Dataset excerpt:
┌──
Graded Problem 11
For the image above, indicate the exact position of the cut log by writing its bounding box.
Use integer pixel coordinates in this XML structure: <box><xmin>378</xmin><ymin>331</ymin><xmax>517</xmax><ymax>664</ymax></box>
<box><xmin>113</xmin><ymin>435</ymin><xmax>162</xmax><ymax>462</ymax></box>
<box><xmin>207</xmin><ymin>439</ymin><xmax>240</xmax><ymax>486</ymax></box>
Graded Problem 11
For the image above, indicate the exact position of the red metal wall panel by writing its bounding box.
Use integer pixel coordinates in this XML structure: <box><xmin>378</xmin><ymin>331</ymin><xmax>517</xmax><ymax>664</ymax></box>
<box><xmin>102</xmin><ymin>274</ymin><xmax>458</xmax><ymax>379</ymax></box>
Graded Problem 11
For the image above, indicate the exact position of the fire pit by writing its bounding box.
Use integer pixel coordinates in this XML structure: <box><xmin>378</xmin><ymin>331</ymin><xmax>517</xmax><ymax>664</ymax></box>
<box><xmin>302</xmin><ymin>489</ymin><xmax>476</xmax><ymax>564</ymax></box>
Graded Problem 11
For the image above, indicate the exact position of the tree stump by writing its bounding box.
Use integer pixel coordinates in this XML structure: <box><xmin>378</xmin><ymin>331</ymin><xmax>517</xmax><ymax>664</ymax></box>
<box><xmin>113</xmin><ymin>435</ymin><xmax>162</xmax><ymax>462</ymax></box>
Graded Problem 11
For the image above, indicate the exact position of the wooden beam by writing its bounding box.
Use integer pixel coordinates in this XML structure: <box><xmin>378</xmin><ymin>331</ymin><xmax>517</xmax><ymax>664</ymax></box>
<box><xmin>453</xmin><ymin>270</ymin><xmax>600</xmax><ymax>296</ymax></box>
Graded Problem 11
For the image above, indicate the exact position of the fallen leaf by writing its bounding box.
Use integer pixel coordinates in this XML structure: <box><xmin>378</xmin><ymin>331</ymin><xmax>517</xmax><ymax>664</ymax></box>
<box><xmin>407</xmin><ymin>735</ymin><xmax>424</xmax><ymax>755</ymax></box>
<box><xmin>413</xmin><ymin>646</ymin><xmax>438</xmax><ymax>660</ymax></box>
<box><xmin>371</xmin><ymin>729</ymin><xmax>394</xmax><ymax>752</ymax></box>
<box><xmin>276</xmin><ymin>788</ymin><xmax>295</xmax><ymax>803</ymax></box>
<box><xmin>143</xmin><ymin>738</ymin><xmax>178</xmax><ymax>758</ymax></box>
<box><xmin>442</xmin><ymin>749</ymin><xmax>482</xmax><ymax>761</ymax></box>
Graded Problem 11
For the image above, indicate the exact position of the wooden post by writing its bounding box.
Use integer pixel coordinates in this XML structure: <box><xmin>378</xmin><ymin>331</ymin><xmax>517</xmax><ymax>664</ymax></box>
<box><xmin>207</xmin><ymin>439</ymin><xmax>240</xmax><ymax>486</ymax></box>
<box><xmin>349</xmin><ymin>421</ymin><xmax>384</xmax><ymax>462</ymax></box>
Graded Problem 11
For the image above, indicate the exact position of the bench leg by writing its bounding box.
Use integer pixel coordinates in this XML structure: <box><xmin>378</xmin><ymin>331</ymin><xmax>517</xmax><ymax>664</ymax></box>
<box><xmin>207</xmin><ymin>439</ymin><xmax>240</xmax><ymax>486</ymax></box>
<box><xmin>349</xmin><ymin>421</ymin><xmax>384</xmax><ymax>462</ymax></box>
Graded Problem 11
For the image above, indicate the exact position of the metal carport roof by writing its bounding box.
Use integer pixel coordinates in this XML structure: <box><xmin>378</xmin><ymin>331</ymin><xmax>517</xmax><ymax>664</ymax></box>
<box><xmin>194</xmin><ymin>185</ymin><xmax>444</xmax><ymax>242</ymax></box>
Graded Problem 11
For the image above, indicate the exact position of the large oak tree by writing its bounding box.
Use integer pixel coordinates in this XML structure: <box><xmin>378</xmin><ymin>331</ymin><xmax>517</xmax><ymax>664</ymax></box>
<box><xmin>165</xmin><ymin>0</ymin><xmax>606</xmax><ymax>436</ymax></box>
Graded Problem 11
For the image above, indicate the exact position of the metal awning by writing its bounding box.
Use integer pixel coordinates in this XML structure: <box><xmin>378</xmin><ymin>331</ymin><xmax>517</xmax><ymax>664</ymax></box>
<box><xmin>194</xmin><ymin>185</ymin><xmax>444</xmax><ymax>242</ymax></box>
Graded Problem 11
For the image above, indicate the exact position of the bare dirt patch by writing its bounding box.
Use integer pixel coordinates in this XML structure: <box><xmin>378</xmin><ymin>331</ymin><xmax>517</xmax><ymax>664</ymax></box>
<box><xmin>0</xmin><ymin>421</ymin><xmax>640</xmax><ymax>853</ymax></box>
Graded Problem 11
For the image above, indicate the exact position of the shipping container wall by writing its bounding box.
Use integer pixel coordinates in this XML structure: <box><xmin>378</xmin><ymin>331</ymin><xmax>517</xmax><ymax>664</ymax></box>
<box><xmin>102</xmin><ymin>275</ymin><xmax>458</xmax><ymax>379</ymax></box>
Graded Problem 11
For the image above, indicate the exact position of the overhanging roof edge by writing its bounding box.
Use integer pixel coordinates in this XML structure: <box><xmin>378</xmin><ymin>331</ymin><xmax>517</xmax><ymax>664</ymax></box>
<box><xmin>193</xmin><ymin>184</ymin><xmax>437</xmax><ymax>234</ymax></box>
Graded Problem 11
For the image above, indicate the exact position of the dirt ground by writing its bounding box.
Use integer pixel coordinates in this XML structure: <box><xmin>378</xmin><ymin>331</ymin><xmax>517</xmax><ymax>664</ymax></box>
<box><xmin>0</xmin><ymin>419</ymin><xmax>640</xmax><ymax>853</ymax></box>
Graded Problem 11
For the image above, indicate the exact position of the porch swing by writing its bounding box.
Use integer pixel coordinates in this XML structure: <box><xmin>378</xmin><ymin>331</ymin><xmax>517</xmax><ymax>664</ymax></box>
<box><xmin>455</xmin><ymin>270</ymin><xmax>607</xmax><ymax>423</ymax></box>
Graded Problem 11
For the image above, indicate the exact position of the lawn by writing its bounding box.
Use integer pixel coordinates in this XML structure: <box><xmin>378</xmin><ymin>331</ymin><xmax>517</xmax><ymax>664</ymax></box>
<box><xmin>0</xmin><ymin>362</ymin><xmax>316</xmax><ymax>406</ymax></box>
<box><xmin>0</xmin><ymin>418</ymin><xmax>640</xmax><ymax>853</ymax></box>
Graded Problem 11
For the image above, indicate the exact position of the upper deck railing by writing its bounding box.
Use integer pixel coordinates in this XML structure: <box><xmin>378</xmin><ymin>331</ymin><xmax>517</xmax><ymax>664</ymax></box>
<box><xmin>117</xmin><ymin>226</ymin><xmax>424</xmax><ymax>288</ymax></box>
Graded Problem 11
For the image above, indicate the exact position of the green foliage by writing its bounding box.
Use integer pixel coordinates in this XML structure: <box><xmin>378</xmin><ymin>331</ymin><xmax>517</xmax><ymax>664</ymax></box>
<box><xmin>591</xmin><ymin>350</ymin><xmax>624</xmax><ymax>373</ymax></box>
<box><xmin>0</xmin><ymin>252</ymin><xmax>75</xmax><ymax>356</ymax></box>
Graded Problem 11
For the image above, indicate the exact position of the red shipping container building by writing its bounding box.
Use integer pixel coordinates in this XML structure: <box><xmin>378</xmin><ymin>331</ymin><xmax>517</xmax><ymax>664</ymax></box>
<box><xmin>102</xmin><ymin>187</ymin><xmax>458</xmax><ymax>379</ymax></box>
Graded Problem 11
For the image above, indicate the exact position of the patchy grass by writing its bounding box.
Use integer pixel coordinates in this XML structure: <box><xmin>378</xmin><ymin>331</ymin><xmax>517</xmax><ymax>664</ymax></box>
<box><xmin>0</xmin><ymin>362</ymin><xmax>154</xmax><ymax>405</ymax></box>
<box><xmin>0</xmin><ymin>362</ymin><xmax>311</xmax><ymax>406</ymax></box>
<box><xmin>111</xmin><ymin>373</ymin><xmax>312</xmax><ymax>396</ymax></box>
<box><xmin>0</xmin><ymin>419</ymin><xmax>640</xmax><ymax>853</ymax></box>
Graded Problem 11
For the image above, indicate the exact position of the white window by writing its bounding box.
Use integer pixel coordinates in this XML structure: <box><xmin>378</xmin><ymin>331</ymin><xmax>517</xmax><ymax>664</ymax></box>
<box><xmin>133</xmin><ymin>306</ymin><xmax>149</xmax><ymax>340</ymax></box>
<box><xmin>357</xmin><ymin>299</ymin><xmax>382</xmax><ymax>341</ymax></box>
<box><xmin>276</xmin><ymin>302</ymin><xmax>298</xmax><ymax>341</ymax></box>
└──
Count how many lines of the items above contain the string "tree". Reply with the number alone.

#### [SOLUTION TO THE EXERCISE]
2